_Data listing_
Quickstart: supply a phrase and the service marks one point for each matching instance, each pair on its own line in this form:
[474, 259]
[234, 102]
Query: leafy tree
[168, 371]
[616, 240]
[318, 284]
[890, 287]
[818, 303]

_Exercise instructions_
An exact copy of the listing is the goal. Transcribe it in full.

_Exercise output_
Quickstart: supply a phrase and the service marks one point for each matching instance, each pair on its own line in this form:
[474, 259]
[234, 102]
Query: leafy tree
[168, 371]
[616, 240]
[318, 284]
[890, 287]
[818, 303]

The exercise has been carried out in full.